SET PROBLEM:
Please write out the material below exactly as given.
"""
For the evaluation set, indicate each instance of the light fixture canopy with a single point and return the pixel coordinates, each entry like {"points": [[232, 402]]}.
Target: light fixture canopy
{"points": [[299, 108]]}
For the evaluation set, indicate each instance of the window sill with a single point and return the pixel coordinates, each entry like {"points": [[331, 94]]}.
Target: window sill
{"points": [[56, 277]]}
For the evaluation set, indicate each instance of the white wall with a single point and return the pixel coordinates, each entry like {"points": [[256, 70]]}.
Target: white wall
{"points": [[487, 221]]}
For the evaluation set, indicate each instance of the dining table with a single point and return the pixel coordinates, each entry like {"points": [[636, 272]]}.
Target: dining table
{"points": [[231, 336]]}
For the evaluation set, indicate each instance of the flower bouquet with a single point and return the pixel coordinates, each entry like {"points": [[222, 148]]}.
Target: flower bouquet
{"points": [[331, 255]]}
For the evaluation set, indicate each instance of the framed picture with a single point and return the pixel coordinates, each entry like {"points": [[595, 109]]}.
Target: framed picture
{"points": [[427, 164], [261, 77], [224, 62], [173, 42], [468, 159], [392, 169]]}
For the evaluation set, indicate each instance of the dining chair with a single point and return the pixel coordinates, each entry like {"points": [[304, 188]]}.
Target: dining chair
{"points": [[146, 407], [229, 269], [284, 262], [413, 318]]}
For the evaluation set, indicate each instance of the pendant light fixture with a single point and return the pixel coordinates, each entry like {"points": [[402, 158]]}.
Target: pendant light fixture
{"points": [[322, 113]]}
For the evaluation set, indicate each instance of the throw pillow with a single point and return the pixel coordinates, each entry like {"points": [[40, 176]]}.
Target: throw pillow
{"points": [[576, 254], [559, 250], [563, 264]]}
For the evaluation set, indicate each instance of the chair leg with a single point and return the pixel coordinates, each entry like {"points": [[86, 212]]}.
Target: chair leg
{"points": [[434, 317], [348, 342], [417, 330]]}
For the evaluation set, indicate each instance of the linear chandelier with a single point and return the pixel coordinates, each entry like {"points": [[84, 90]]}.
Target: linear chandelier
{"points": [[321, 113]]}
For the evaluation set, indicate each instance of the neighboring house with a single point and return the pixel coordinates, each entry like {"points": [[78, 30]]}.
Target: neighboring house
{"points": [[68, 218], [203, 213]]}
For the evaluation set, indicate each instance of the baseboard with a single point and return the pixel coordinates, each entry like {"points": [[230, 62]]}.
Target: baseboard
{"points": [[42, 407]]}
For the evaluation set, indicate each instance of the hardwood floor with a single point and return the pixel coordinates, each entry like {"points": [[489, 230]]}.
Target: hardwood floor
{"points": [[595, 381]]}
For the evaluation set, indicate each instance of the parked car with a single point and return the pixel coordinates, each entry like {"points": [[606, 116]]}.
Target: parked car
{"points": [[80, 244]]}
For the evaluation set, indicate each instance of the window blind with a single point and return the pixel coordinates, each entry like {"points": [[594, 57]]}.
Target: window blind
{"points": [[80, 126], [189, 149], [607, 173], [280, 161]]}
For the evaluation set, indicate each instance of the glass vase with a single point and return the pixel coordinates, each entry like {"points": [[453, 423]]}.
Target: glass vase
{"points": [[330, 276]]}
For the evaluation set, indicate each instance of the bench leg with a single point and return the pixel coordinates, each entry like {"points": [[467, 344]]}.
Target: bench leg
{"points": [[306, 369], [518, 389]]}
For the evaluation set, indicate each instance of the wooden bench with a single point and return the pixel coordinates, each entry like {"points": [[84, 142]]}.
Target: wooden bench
"""
ANSWER FOR THIS EXERCISE:
For the evaluation set, indicate each instance of the light fixture canopy with a single point and return the pixel coordinates, each entry like {"points": [[232, 402]]}.
Target: light fixture canopy
{"points": [[299, 108]]}
For the evaluation set, indicate each instance of the window sill with a single point and return the pixel coordinates, each entry like {"points": [[331, 94]]}.
Target: window sill
{"points": [[56, 277]]}
For the evaluation set, indicate each instance of the white wall with a single point and return the pixel coordinates, each entry like {"points": [[256, 70]]}.
Target: white wall
{"points": [[487, 221]]}
For the evaluation set, indicate each instance of the dining table with a single point and return the pixel coordinates, each entry like {"points": [[636, 272]]}.
Target: dining table
{"points": [[231, 336]]}
For the evaluation set, indicate each instance of the flower bouquet with a single point and return the pixel coordinates, each entry like {"points": [[222, 148]]}.
Target: flower bouquet
{"points": [[331, 255]]}
For the evaluation set, indicate each instance of the framed picture with a single point and return the pixel coordinates, each entry like {"points": [[595, 109]]}.
Target: framed picture
{"points": [[427, 164], [261, 77], [224, 62], [173, 42], [468, 159], [392, 169]]}
For the evaluation set, indicate each instance of the dining chair with a single point and return the pixel coordinates, each entry like {"points": [[304, 188]]}.
Target: dining chair
{"points": [[146, 407], [229, 269], [284, 262], [413, 318]]}
For the evaluation set, indicate each instance of the pendant light fixture with a single point and return the pixel coordinates, each entry like {"points": [[402, 158]]}.
Target: pendant light fixture
{"points": [[322, 113]]}
For the evaluation set, indicate each instance of the throw pillow with a single point and return the pixel coordinates, each entry like {"points": [[40, 176]]}.
Target: throw pillow
{"points": [[576, 254], [559, 250], [563, 264]]}
For the evaluation set, indicate each instance of the chair leg with a single point and return the pixel coordinates, each entry like {"points": [[86, 212]]}.
Target: chair leg
{"points": [[434, 317], [348, 342], [417, 330]]}
For the evaluation set, indicate each instance of the linear chandelier with a single point and return the pixel coordinates, each entry like {"points": [[84, 90]]}.
Target: linear chandelier
{"points": [[321, 113]]}
For the evaluation set, indicate each instance of the neighboring house with a single point and return the pixel coordinates, each entry like {"points": [[78, 30]]}.
Target: neighboring house
{"points": [[68, 218], [203, 213]]}
For the evaluation set, indicate each instance of the baseboard with a single point and return the pixel coordinates, each entry like {"points": [[230, 62]]}.
Target: baseboard
{"points": [[42, 407]]}
For the evaluation set, indicate each instance of the hardwood floor with a single point and return the pixel coordinates, each entry like {"points": [[489, 230]]}.
Target: hardwood floor
{"points": [[595, 381]]}
For the evaluation set, indicate each instance of the parked car with a single point and return the pixel coordinates, each entry like {"points": [[606, 116]]}.
Target: parked car
{"points": [[80, 244]]}
For the evaluation set, indicate each instance of the window blind with a single point and return the pixel coordinates, each entry like {"points": [[594, 57]]}.
Target: window blind
{"points": [[80, 126], [189, 149], [607, 173], [280, 161]]}
For the evaluation set, indicate each instance of the glass vase with a single point and return the pixel coordinates, each entry like {"points": [[453, 423]]}.
Target: glass vase
{"points": [[330, 276]]}
For the evaluation set, indicate each instance of the bench leg with a single point and return the pixel coordinates, each entry like {"points": [[467, 344]]}.
Target: bench leg
{"points": [[306, 369], [518, 389]]}
For the evaluation set, indicate each instance of the wooden bench with a single point and return the pixel coordinates, each entry like {"points": [[84, 142]]}.
Target: wooden bench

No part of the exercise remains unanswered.